▸ Challenge
Set down every line of the material below verbatim, preserving its order, wording, and punctuation.

▸ Material for the task
*-*-*

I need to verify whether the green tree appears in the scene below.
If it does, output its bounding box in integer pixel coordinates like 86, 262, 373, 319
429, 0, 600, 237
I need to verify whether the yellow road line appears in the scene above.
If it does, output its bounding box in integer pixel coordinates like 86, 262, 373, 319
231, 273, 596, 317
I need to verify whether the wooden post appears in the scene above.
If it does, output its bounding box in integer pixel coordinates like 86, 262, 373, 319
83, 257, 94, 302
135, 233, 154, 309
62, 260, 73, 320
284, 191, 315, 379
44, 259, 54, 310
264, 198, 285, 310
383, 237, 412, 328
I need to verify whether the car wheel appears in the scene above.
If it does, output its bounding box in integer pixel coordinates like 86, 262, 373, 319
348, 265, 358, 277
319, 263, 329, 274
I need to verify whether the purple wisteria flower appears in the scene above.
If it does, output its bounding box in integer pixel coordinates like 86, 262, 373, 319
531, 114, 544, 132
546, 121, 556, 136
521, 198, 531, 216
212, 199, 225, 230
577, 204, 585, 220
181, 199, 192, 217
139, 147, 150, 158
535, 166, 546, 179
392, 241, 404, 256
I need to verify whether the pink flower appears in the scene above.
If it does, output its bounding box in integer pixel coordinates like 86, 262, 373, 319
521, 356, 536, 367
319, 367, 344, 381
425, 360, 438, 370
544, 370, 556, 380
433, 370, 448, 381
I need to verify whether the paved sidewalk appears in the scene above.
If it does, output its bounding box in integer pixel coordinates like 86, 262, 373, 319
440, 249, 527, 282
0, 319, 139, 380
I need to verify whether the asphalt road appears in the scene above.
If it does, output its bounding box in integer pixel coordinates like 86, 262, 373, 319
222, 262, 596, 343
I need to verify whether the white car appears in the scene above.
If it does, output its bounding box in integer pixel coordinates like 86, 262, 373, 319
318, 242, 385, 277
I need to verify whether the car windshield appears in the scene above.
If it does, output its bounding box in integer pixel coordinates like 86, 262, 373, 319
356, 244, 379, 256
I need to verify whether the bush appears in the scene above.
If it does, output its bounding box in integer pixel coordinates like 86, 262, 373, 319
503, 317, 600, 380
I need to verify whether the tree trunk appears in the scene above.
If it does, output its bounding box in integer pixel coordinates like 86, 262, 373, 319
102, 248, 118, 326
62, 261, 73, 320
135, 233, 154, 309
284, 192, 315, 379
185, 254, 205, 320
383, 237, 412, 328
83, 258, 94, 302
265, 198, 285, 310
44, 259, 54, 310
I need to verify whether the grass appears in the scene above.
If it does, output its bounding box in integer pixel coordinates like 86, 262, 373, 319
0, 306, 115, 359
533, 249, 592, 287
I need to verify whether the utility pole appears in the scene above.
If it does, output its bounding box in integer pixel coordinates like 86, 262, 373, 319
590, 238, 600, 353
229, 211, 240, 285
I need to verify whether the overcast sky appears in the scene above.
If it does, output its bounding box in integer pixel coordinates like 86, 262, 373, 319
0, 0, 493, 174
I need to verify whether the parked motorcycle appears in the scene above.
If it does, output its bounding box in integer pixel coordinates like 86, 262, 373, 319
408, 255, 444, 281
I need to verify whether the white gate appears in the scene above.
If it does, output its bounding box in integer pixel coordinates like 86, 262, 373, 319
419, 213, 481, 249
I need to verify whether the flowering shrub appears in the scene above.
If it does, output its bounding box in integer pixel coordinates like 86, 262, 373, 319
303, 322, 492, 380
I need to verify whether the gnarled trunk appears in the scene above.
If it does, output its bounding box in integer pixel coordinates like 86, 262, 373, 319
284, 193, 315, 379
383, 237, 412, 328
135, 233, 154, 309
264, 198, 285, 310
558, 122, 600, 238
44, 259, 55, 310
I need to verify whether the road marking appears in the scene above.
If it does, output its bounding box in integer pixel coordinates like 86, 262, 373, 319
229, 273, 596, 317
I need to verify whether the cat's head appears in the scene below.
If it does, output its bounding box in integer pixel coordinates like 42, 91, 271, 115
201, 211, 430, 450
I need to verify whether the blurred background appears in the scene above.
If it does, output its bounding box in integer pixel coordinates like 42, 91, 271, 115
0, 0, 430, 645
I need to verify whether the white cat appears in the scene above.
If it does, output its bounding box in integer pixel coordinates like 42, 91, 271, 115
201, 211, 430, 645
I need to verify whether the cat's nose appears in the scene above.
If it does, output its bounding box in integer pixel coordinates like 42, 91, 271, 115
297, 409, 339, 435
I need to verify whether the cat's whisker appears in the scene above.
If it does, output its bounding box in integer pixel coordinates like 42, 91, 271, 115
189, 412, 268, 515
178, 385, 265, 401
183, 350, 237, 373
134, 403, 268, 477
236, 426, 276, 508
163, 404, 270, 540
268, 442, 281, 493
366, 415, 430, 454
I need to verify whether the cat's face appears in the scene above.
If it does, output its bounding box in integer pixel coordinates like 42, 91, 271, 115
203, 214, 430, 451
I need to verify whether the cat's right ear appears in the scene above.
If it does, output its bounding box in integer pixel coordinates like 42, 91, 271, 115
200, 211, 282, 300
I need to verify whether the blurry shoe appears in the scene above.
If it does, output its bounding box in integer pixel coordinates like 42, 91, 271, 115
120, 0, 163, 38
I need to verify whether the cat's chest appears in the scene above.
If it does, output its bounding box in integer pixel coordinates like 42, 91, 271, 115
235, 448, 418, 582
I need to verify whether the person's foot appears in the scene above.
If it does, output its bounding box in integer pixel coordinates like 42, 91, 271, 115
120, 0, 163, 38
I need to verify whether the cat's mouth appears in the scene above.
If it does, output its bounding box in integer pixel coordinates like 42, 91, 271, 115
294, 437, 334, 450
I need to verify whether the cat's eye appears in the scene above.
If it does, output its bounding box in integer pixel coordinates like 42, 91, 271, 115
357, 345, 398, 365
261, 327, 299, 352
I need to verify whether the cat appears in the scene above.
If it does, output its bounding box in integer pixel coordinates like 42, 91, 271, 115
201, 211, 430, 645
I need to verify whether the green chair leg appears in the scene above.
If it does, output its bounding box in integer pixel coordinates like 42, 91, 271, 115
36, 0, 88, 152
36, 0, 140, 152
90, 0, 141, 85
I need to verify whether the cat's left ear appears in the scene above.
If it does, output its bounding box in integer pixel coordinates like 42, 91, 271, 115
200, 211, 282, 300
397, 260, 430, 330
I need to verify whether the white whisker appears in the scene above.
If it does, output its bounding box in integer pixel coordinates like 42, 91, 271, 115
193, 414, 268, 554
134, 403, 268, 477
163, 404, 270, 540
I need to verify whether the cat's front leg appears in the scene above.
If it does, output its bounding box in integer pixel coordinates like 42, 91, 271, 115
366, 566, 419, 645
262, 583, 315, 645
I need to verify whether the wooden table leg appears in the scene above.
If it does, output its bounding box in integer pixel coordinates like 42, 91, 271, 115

*-*-*

▸ Exercise result
I need to verify whether the green tree appears in the scene below.
If it does, output its bounding box in integer pixel coordinates like 86, 262, 373, 319
429, 0, 600, 237
I need to verify whether the yellow road line appears in the scene above.
If it does, output its bounding box in integer pixel coordinates like 86, 262, 373, 319
231, 273, 596, 317
I need to verify whether the wooden post appears in the scene above.
If it does, output its bounding box in integer pixel coordinates like 86, 262, 373, 319
83, 257, 94, 302
135, 233, 154, 309
62, 260, 73, 320
284, 191, 315, 379
44, 259, 54, 310
264, 198, 285, 310
383, 237, 412, 328
I need to verify whether the car wheel appears in the scene above.
If it does, output its bounding box in integer pixel coordinates like 86, 262, 373, 319
348, 265, 358, 277
319, 263, 329, 274
I need to verify whether the purple wisteria flower appears in the scene above.
If it does, output its bounding box in integer pixel coordinates like 86, 262, 373, 319
531, 114, 544, 132
546, 121, 556, 136
521, 198, 531, 216
212, 199, 225, 230
577, 204, 585, 220
181, 199, 192, 217
139, 147, 150, 158
535, 166, 546, 179
392, 241, 404, 256
I need to verify whether the pink flower appears in the scene above.
If it does, output its bounding box in integer pixel coordinates like 86, 262, 373, 319
521, 356, 536, 367
319, 367, 344, 381
425, 360, 438, 370
544, 370, 556, 380
433, 370, 448, 381
I need to verify whether the paved sidewalk appears in the scene above.
If it does, output its bounding box in integer pixel coordinates like 86, 262, 373, 319
440, 249, 527, 282
0, 319, 139, 380
I need to verify whether the asphalt road appears in the scene above.
If it does, output its bounding box in integer pixel coordinates like 86, 262, 373, 319
222, 262, 596, 343
I need to verify whether the white car appears in the scene above.
If it does, output its bounding box in integer pixel coordinates like 86, 262, 373, 319
318, 242, 385, 277
I need to verify whether the car windshield appears in the scene above.
If it does, output its bounding box in integer pixel coordinates like 86, 262, 373, 319
356, 244, 379, 256
I need to verify whether the bush appears in the scene above.
If it does, output its bounding box in integer pixel coordinates like 86, 262, 373, 319
503, 317, 600, 380
I need to verify whether the tree trunk appears in the scene above.
If it does, output its bounding box in integer pixel coordinates like 86, 262, 373, 319
102, 248, 118, 326
62, 261, 73, 320
135, 233, 154, 309
284, 192, 315, 379
185, 254, 205, 320
383, 237, 412, 328
83, 258, 94, 302
265, 198, 285, 310
44, 259, 54, 310
I need to verify whether the grass appears in the scene above.
If it does, output its bounding box in integer pixel coordinates like 86, 262, 373, 319
0, 306, 115, 359
533, 249, 592, 287
I need to verify whether the utility pole appears in the scene above.
If it does, output its bounding box in integer pixel coordinates like 86, 262, 373, 319
590, 238, 600, 353
229, 211, 240, 285
I need to verify whether the overcast sky appears in the scene above.
If it does, output its bounding box in integer pixel coordinates like 86, 262, 373, 319
0, 0, 493, 174
I need to verify whether the parked motorcycle appears in the scene above.
If it does, output its bounding box in integer pixel coordinates like 86, 262, 373, 319
408, 255, 444, 281
I need to verify whether the white gate appears in the scene above.
If it does, output its bounding box in integer pixel coordinates like 86, 262, 373, 319
419, 213, 481, 249
I need to verify whether the flowering shrub appears in the scene above.
If it does, output its bounding box in integer pixel coordinates like 86, 262, 373, 319
303, 322, 492, 380
I need to verify whether the gnarled trunk appears in the scene above.
If it does, output its bounding box in integer pixel coordinates like 86, 262, 373, 319
284, 193, 315, 379
383, 237, 412, 328
135, 233, 154, 309
264, 198, 285, 310
558, 122, 600, 238
44, 259, 55, 310
I need to verify whether the road marking appears in the scene above.
If it does, output its bounding box in integer pixel coordinates like 86, 262, 373, 319
229, 273, 596, 317
I need to verify whether the cat's head appears in the scene below.
If it does, output its bounding box in integer pixel coordinates like 42, 91, 271, 115
201, 211, 430, 450
I need to verify whether the blurred background appears in the scene above.
If it does, output its bounding box in integer pixel coordinates like 42, 91, 271, 115
0, 0, 430, 645
I need to verify whether the white cat appears in the scene above.
If it does, output its bounding box in integer pixel coordinates like 42, 91, 271, 115
201, 211, 430, 645
I need to verify whether the cat's nose appears in the scene above.
If it does, output its bounding box in integer pixel coordinates like 42, 91, 271, 115
297, 409, 339, 435
I need to verify whether the cat's whisker appears in the scene above.
If it does, output its bounding box in integer pixel coordinates like 42, 91, 271, 115
189, 412, 268, 515
178, 385, 265, 401
183, 350, 237, 373
134, 403, 268, 477
236, 426, 276, 508
163, 404, 270, 540
268, 442, 281, 493
366, 415, 430, 454
I need to verify whether the cat's face appears in the scene above.
If it does, output its bounding box in integer pixel coordinates like 42, 91, 271, 115
203, 214, 430, 451
I need to verify whether the cat's right ear appears in the scene above.
If it does, output its bounding box in integer pixel coordinates like 42, 91, 271, 115
200, 211, 282, 300
I need to verify whether the blurry shoe appears in the scene above.
If it does, output its bounding box in integer pixel coordinates like 42, 91, 271, 115
120, 0, 163, 38
I need to verify whether the cat's chest appears in the scene above.
If it does, output its bounding box in integer pixel coordinates like 42, 91, 271, 115
235, 448, 418, 582
I need to verify whether the person's foot appears in the scene above.
If it does, output its bounding box in integer pixel coordinates like 42, 91, 271, 115
120, 0, 163, 38
I need to verify whether the cat's mouth appears in the scene above.
If it does, output its bounding box in integer pixel coordinates like 42, 91, 271, 115
294, 437, 334, 450
I need to verify whether the cat's eye appears in the scene above.
If it does, output its bounding box in integer pixel coordinates like 42, 91, 271, 115
357, 345, 398, 365
261, 327, 299, 352
I need to verify whether the cat appears in the scene above.
If it does, output its bounding box in integer pixel coordinates like 42, 91, 271, 115
201, 211, 430, 645
I need to verify whether the green chair leg appears in the scene above.
If it does, output its bounding box in integer pixel coordinates like 42, 91, 271, 115
36, 0, 88, 152
36, 0, 140, 152
90, 0, 141, 85
I need to verify whether the cat's left ear appears in the scene above.
If it does, output its bounding box in integer pixel coordinates like 42, 91, 271, 115
200, 211, 282, 300
397, 260, 430, 330
I need to verify whether the white whisker appears in the scene above.
If it does, output its bounding box in integer pixel coordinates like 42, 91, 271, 115
193, 414, 268, 554
134, 403, 268, 477
163, 404, 270, 540
I need to verify whether the cat's front leg appears in the scene above.
If it does, output its bounding box in integer pixel coordinates like 42, 91, 271, 115
366, 566, 419, 645
262, 583, 315, 645
I need to verify whether the wooden table leg appears in the scene above.
If it does, output its bounding box in integer pixel coordinates like 42, 91, 271, 115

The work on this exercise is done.